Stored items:
——
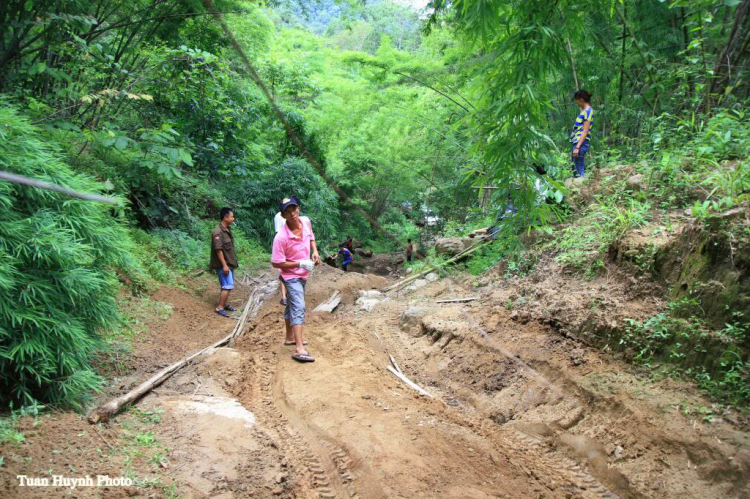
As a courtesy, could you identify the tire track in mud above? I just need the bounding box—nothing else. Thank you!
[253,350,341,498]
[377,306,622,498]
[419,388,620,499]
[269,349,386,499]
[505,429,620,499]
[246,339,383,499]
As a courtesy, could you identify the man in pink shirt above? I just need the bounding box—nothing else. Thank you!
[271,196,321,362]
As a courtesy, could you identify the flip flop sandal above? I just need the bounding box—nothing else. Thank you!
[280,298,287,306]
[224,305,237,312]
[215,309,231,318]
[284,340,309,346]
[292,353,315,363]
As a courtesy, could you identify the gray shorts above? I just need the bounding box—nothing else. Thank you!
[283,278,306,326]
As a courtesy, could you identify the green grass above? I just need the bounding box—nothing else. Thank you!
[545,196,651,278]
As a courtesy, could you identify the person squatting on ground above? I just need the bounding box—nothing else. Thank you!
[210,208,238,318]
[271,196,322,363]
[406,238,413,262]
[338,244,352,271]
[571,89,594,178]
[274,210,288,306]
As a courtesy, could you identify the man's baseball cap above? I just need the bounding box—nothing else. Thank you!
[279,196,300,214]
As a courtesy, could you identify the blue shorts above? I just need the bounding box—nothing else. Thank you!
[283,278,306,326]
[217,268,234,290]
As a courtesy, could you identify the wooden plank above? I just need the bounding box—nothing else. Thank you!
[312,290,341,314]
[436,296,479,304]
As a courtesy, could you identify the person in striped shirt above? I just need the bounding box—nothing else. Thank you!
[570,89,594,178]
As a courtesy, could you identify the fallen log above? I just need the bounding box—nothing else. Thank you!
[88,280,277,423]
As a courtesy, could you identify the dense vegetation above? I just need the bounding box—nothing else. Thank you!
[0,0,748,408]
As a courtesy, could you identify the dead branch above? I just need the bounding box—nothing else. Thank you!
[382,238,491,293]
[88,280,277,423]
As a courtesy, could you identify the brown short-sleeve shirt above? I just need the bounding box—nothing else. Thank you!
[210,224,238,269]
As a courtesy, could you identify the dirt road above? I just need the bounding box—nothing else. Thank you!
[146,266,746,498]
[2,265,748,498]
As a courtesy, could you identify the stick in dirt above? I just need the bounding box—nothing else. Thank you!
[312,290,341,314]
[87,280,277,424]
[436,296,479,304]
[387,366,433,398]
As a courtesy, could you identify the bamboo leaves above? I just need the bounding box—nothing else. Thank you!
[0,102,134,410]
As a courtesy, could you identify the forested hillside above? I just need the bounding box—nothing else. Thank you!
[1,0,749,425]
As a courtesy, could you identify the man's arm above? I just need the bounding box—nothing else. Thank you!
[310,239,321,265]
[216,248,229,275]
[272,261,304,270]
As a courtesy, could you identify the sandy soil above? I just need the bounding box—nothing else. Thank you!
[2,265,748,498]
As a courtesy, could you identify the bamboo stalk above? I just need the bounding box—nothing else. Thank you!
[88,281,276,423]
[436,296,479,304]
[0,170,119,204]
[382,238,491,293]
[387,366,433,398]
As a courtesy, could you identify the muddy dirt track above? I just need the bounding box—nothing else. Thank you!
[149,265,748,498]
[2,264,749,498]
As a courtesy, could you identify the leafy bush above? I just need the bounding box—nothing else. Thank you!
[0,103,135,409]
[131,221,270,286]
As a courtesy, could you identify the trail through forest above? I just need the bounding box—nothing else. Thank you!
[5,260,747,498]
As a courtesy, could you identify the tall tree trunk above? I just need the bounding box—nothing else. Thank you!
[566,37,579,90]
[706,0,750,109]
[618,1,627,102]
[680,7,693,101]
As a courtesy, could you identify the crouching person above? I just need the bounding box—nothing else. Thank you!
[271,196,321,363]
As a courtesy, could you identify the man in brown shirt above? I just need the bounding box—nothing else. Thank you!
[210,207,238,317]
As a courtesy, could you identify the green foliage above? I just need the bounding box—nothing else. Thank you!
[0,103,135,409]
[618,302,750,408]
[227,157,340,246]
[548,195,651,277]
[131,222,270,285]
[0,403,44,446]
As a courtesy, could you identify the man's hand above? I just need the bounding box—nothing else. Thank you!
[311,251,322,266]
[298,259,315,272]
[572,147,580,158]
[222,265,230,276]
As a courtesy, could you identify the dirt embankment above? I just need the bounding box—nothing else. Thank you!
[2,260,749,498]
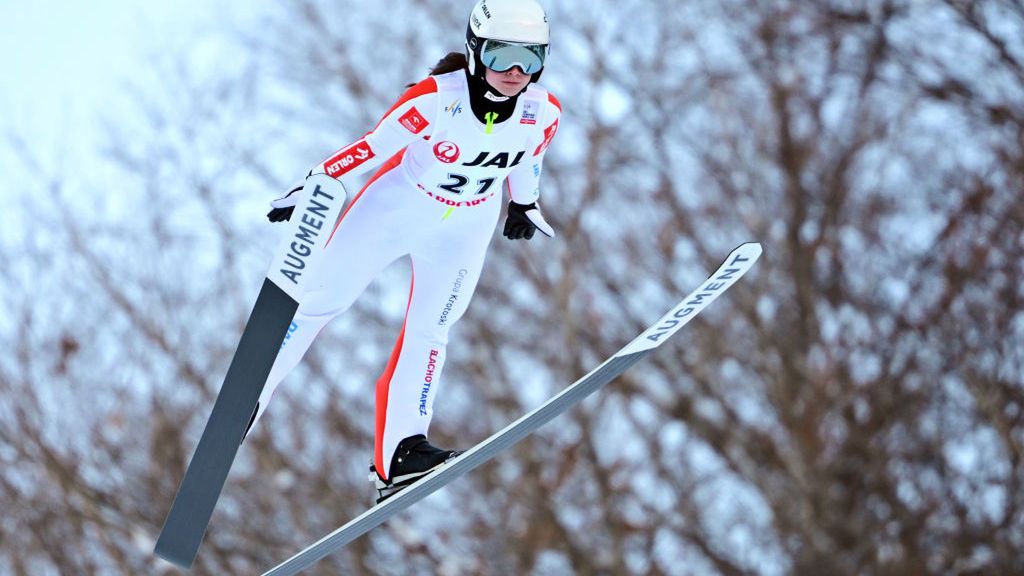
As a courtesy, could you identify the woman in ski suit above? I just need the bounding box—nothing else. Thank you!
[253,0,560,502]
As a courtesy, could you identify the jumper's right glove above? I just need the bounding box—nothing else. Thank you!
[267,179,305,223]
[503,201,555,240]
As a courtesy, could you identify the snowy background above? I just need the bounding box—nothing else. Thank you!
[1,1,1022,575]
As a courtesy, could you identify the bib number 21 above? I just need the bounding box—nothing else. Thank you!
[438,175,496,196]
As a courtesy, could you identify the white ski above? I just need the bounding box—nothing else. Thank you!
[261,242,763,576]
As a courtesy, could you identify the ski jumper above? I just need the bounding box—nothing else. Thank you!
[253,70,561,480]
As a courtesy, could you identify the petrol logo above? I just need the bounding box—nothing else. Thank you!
——
*YOUR TASK:* Repeat the data verbatim, excluding all pictures.

*THE COMPLETED TASK:*
As a courtesy, could you identify the tire track in mud above? I just need the bounding box—nothing else. Thank you!
[253,350,341,498]
[377,306,622,498]
[419,388,620,499]
[269,349,386,499]
[505,429,620,499]
[246,339,383,499]
As a courtesy, could you identify the man in pink shirt above? I just need the bounding box—nothing else. Thank you!
[271,196,321,362]
As a courtesy, could you identify the flip flop sandal above? I just need the bounding box—nothing else. Thank you!
[280,298,287,306]
[224,305,237,312]
[215,309,231,318]
[284,340,309,346]
[292,353,315,363]
As a courtesy, could you identify the gray shorts above? I just need the bounding box—nothing else. Thank you!
[283,278,306,326]
As a courtesy, could you identify the green grass above? I just need the bounding box—nothing else. Thank you!
[545,196,651,278]
As a courtesy, could you identify the person squatting on ground above? I just need the bounding box—nothing else. Thank you!
[210,208,238,318]
[271,196,322,363]
[406,238,413,262]
[338,244,352,271]
[571,89,594,178]
[274,210,288,306]
As a courtesy, could you identify the man's baseball cap above? I just need the bounding box—nothing else. Thank you!
[279,196,300,214]
As a courtesy, could you identify the blue shorts above? I just need the bounding box—nothing else. Thank you!
[283,278,306,326]
[217,268,234,290]
As a courtesy, could you identify the wooden plank above? I just need the bounding box—nothing else. Thank you!
[312,290,341,314]
[436,296,479,304]
As a courtesy, could you identify the person in striped shirt above? I just need the bounding box—nothing else. Thank you!
[570,89,594,178]
As a courtesy, could you identify the fallen log above? I just need the bounding box—nothing else. Thank you!
[88,280,277,423]
As a courtesy, could you identify the dense vegetation above? I just need the bounding box—nothing else. Thank you!
[0,0,748,408]
As a courtesy, could you identify the dead branch above? I just need the bounding box—nothing else. Thank you!
[382,238,491,293]
[88,280,277,423]
As a courtesy, could you identify the brown short-sleeve shirt above? I just need the bounding box—nothing else. Thank you!
[210,224,238,269]
As a courtesy, could you identify the dirt road above? I just need the bounding box—nothing else. Thank you!
[146,266,746,498]
[2,265,748,498]
As a courtesy, could you identify the stick in dirt above? I just need the bounding box—nothing else. Thank you!
[312,290,341,314]
[87,280,277,424]
[436,296,479,304]
[387,366,433,398]
As a courtesy, could you identify the bamboo leaves above? I just need the bounding box—nothing else. Thank you!
[0,102,134,410]
As a courtesy, could you identify the forested hillside above? I just need the bounding box—nothing else. Thank you!
[1,0,749,425]
As a courtesy, could you identify the man's arm above? I just need the bounding box—nothing else. Thank you!
[310,239,321,265]
[216,248,229,275]
[272,261,304,270]
As a courtesy, could you identify the sandy soil above? I just need the bounding box—nothing else. Thank you!
[2,265,748,498]
As a courtesy, could you identify the bamboo stalk above? I just need the bounding box—nothing else. Thank you!
[88,281,276,423]
[436,296,479,304]
[0,170,119,204]
[382,238,491,293]
[387,366,433,398]
As a courtesy, could you identify the muddy dirt track above? I just need the bounding box—nothing else. Thank you!
[149,265,748,498]
[2,264,749,498]
As a courtesy, could you identify the leafy bush above? I just need the bounding box—nothing else. Thank you!
[0,103,135,409]
[131,221,270,286]
As a courtesy, could you identify the trail through forest above? I just need the bounding box—nothing else. Thank you!
[5,260,747,498]
As a courtesy, could you identify the tall tree trunk above? I just need the bounding box—nothing else. Thank you!
[566,37,579,90]
[706,0,750,109]
[618,1,627,102]
[680,7,693,101]
As a courtesy, could you identify the crouching person above? I just need the bounding box—nothing else. Thank you!
[271,196,321,363]
As a courtesy, could you identify the man in brown shirt above? I just need the bounding box—nothing else. Thank you!
[210,207,238,317]
As a courtesy, could you identify the green foliage above? I just need the bounding box—nothing else. Thank you!
[0,103,135,409]
[618,302,750,408]
[227,157,340,246]
[548,195,651,277]
[131,222,270,285]
[0,403,44,446]
As a courtesy, could you identify the man's hand above? I just need the bounding box—nothing else. Thank you!
[311,251,322,266]
[298,259,315,272]
[572,147,580,158]
[222,265,230,276]
As a courtesy, could you identify the dirt embankment above? I just need the bounding box—nothing else. Thank you!
[2,260,749,498]
As a courtesy, could you identify the woman in ski suit above? I just need the bounding box—nothing else. Thank you!
[253,0,560,502]
As a courtesy, could you identify the jumper's right glove above? I just need the bounding box—nothing else. Thank you!
[267,179,305,223]
[503,201,555,240]
As a courtesy, could you identify the snowy background above? I just need the bounding box—nothing else. Thank you!
[1,1,1022,575]
As a courtesy, could you identify the bib number 21 above? I just need the bounding box—nothing else. Thank you!
[438,175,496,196]
As a courtesy, could you identify the white ski above? I just need the bounding box—nothing else. Thank you!
[261,242,763,576]
As a courtesy, could you identify the ski jumper above? I just need the bounding box—nothing else. Thank you!
[253,70,561,480]
As a courtesy, could you identify the petrol logo above? I just need the bounding box—nothing else. Thank you!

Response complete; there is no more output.